* _EXCERPTED TEXT_

What is a type error?

Joachim Durchholz jo at durchholz.org
Wed Jul 12 15:37:39 EDT 2006


Marshall schrieb:
> Joachim Durchholz wrote:
>> Marshall schrieb:
>>> I can see the lack of a formal model being an issue, but is the
>>> imperative bit really all that much of an obstacle? How hard
>>> is it really to deal with assignment? Or does the issue have
>>> more to do with pointers, aliasing, etc.?
>> Actually aliasing is *the* hard issue.
> 
> Okay, sure. Nice explanation.
> 
> But one minor point: you describe this as an issue with "imperative"
> languages. But aliasing is a problem associated with pointers,
> not with assignment.

Aliasing is not a problem if the aliased data is immutable.

 > One can have assignment, or other forms
> of destructive update, without pointers; they are not part of the
> definition of "imperative."

Sure.
You can have either of destructive updates and pointers without 
incurring aliasing problems. As soon as they are combined, there's trouble.

* _STATED PROBLEM 1_
Revise the mailing-list message starting at "What is a type" and ending at "pointers, aliasing, etc.?", replacing "assignment" with "mutation".
* _STATED PROBLEM 2_
Condense the paragraph of the mailing-list message that begins "Sure." into one shorter sentence that keeps its main points.
The rows that come next have no connection to the mailing-list message.

* _DATA EXTRACT_
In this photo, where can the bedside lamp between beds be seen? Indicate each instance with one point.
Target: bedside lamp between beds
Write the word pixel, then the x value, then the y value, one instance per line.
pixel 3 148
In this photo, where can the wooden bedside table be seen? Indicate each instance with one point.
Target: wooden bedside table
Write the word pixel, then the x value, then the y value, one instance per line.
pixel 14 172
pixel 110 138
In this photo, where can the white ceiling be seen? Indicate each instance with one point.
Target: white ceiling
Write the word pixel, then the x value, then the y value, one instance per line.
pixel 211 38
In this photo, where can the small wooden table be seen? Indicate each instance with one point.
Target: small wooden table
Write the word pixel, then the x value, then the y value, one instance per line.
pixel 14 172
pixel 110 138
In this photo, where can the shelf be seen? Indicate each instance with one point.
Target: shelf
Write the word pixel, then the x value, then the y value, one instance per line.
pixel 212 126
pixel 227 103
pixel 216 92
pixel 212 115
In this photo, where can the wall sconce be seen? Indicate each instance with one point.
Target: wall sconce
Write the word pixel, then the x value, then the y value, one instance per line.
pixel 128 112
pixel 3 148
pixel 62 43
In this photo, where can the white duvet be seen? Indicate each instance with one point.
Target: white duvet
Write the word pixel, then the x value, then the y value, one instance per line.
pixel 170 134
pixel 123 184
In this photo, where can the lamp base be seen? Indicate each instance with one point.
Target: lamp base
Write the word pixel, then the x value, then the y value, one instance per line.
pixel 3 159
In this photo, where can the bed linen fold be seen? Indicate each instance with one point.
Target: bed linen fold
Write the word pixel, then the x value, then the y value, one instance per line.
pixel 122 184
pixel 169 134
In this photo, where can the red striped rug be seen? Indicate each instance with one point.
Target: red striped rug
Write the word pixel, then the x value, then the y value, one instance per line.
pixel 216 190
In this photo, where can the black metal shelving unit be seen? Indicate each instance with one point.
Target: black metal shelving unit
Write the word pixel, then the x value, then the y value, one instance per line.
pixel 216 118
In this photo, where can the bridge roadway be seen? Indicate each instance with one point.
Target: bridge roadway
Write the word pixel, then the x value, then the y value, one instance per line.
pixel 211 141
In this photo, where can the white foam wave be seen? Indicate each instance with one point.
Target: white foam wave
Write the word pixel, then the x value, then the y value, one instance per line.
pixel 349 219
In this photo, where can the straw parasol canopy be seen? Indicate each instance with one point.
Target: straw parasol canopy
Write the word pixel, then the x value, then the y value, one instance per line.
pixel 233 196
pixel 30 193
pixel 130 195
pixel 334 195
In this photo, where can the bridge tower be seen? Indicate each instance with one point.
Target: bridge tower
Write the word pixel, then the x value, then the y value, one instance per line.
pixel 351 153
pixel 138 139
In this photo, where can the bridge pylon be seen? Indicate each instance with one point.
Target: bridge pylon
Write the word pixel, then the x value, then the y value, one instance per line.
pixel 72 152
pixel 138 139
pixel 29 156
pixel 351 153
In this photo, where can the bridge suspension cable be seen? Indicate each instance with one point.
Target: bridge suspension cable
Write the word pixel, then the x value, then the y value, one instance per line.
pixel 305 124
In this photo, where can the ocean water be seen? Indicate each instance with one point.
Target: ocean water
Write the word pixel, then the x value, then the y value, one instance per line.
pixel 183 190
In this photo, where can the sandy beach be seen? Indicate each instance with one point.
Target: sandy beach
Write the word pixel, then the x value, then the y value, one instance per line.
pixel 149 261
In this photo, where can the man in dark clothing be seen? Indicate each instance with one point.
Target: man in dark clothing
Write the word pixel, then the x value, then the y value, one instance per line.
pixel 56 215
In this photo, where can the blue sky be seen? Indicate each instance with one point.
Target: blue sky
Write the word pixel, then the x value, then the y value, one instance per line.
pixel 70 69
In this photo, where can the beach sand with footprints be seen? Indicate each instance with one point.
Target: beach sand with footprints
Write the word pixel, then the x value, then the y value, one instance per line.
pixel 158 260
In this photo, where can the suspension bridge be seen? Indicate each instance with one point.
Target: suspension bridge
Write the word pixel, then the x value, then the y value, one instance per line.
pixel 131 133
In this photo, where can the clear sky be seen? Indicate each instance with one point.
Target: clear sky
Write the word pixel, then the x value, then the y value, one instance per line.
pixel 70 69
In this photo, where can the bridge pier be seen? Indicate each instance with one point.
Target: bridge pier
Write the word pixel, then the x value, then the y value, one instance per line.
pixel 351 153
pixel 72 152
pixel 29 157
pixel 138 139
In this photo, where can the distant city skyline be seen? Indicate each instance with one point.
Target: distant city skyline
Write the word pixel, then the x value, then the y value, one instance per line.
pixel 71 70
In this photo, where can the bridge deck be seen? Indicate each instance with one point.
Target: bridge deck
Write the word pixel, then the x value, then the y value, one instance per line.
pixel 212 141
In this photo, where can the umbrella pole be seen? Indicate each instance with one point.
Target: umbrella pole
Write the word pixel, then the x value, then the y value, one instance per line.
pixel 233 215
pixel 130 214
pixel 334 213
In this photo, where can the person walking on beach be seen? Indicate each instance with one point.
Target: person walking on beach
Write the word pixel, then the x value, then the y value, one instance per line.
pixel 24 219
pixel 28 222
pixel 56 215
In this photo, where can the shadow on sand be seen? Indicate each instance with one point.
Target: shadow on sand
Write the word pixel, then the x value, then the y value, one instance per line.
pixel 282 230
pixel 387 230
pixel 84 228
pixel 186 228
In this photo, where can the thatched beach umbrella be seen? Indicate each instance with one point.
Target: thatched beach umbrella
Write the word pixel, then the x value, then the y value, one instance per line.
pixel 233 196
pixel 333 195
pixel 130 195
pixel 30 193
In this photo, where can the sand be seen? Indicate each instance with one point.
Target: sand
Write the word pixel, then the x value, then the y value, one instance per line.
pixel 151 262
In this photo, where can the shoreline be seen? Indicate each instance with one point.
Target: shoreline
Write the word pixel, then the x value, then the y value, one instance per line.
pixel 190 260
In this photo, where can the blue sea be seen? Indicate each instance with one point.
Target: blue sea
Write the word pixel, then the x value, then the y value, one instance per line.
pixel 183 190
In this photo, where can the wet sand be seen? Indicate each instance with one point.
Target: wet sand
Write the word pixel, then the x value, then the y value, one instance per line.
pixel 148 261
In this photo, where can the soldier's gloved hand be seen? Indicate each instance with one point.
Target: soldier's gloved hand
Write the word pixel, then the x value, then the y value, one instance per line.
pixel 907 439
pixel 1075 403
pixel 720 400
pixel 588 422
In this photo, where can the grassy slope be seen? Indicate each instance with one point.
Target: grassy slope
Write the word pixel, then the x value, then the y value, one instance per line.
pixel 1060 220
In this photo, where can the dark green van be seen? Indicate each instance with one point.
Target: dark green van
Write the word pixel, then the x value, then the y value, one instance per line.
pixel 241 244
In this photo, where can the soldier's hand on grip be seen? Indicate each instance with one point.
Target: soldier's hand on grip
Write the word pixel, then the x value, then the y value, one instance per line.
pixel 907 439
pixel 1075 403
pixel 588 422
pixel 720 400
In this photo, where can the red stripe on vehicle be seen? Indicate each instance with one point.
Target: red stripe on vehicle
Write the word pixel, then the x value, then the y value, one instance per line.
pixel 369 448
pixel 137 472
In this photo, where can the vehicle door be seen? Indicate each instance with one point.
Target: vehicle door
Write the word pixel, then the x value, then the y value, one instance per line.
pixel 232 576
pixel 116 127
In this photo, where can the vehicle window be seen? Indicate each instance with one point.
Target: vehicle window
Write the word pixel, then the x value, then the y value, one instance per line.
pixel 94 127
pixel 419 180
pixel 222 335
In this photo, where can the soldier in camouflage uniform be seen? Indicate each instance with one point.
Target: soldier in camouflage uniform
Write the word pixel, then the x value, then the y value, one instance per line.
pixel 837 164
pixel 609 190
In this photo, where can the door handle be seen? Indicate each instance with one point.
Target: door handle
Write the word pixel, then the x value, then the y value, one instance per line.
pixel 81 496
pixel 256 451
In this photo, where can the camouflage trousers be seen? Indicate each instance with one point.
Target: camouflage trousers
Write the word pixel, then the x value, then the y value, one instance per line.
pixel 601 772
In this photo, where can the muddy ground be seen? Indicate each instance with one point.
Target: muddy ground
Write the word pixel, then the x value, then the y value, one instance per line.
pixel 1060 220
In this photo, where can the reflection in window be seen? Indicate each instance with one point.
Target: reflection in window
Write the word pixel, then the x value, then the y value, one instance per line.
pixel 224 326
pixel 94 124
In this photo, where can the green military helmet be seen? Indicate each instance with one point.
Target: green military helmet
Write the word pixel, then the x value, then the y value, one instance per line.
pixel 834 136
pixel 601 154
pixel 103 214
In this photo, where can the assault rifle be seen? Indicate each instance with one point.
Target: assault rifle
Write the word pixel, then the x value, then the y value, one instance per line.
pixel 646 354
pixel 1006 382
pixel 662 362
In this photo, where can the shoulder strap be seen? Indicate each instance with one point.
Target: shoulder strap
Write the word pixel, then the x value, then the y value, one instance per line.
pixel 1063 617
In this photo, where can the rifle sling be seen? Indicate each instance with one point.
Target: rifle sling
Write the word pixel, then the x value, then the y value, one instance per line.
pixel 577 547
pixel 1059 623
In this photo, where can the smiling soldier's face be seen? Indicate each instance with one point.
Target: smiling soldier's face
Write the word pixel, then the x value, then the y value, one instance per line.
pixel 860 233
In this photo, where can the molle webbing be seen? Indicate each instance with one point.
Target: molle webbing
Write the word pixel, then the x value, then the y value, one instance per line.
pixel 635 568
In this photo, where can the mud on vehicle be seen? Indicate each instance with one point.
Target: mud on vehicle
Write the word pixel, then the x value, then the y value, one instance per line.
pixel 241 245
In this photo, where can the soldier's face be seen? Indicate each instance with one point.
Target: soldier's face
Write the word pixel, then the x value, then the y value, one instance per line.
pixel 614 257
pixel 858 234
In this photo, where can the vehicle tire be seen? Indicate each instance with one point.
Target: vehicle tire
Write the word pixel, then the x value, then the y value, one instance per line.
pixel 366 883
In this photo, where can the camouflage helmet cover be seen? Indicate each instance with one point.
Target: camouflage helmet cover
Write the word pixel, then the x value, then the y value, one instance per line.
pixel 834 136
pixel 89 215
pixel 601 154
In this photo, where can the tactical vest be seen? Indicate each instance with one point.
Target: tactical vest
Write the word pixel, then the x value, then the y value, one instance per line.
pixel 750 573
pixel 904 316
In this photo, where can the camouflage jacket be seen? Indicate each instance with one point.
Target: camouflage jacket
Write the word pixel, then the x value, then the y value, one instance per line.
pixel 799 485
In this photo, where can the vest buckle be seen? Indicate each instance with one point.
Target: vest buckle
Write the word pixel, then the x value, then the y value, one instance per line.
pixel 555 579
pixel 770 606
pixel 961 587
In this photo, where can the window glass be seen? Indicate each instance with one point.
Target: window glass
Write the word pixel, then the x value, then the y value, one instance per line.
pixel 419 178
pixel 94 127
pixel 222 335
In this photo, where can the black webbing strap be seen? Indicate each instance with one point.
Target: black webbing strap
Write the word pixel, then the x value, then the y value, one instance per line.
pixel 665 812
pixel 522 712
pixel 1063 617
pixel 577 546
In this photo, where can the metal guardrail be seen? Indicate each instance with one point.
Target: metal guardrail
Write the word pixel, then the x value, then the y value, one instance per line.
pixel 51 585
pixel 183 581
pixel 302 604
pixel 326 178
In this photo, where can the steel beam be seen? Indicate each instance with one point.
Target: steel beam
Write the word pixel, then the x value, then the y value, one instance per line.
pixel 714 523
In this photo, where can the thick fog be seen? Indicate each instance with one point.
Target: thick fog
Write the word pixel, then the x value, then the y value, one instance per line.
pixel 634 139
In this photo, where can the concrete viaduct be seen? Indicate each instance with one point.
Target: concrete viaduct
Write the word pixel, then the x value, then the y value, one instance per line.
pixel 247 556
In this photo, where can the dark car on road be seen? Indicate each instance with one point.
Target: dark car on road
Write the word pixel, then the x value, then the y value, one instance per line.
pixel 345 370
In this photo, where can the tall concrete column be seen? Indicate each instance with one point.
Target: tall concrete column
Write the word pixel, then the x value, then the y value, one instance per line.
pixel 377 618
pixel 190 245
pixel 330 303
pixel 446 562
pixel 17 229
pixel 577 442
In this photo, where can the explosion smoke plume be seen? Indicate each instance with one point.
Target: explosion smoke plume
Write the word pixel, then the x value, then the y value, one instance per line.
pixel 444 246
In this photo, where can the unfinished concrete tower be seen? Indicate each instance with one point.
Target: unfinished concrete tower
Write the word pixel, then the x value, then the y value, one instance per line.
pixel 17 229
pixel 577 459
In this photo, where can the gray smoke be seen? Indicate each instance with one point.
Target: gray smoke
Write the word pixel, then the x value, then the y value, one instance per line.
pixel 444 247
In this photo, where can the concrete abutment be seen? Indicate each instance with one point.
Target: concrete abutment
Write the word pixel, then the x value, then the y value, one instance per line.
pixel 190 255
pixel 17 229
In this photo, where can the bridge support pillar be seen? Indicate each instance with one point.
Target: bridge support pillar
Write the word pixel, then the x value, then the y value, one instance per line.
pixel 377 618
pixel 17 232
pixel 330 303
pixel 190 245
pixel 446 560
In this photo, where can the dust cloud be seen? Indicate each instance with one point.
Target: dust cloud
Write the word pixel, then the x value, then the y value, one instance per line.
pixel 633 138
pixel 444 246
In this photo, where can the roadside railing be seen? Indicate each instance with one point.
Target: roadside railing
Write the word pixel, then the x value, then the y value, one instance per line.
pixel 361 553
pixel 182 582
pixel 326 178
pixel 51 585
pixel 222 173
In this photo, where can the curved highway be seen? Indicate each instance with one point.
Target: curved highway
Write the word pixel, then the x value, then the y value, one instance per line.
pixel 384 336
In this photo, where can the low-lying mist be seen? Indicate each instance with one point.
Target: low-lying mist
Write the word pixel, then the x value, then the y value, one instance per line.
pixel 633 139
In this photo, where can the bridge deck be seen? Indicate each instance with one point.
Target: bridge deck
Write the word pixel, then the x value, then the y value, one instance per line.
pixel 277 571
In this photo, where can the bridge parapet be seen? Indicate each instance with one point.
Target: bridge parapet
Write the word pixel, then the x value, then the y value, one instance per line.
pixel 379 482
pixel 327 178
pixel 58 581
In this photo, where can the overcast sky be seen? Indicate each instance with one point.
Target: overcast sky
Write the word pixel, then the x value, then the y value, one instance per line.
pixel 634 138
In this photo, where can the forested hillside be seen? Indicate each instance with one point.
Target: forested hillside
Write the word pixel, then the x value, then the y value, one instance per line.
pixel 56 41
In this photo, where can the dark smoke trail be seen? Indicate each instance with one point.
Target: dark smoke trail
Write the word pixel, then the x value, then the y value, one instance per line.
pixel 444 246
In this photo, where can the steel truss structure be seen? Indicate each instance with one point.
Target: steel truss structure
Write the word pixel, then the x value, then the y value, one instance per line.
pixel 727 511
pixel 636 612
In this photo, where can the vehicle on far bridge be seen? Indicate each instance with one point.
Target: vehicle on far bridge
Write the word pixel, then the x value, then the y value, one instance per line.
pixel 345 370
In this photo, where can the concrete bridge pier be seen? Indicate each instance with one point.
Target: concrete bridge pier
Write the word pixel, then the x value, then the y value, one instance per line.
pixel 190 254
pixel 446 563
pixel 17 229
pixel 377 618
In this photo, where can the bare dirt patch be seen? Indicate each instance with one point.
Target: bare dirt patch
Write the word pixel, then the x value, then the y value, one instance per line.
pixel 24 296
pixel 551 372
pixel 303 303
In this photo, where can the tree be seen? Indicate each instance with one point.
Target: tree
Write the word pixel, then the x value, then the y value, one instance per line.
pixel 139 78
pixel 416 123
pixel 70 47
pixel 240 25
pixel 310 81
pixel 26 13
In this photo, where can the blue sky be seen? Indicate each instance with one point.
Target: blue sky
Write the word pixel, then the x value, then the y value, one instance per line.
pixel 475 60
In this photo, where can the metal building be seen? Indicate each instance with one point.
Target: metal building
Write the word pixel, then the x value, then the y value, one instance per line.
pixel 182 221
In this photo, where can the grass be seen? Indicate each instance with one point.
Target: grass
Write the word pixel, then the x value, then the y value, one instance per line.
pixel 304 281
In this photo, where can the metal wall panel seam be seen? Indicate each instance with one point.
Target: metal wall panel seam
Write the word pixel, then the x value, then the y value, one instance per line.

* _FULL SOLUTION 1_
What is a type error?

Joachim Durchholz jo at durchholz.org
Wed Jul 12 15:37:39 EDT 2006


Marshall schrieb:
> Joachim Durchholz wrote:
>> Marshall schrieb:
>>> I can see the lack of a formal model being an issue, but is the
>>> imperative bit really all that much of an obstacle? How hard
>>> is it really to deal with mutation? Or does the issue have
>>> more to do with pointers, aliasing, etc.?

* _FULL SOLUTION 2_
Agreed: destructive updates or pointers alone cause no aliasing problems, but combining them does.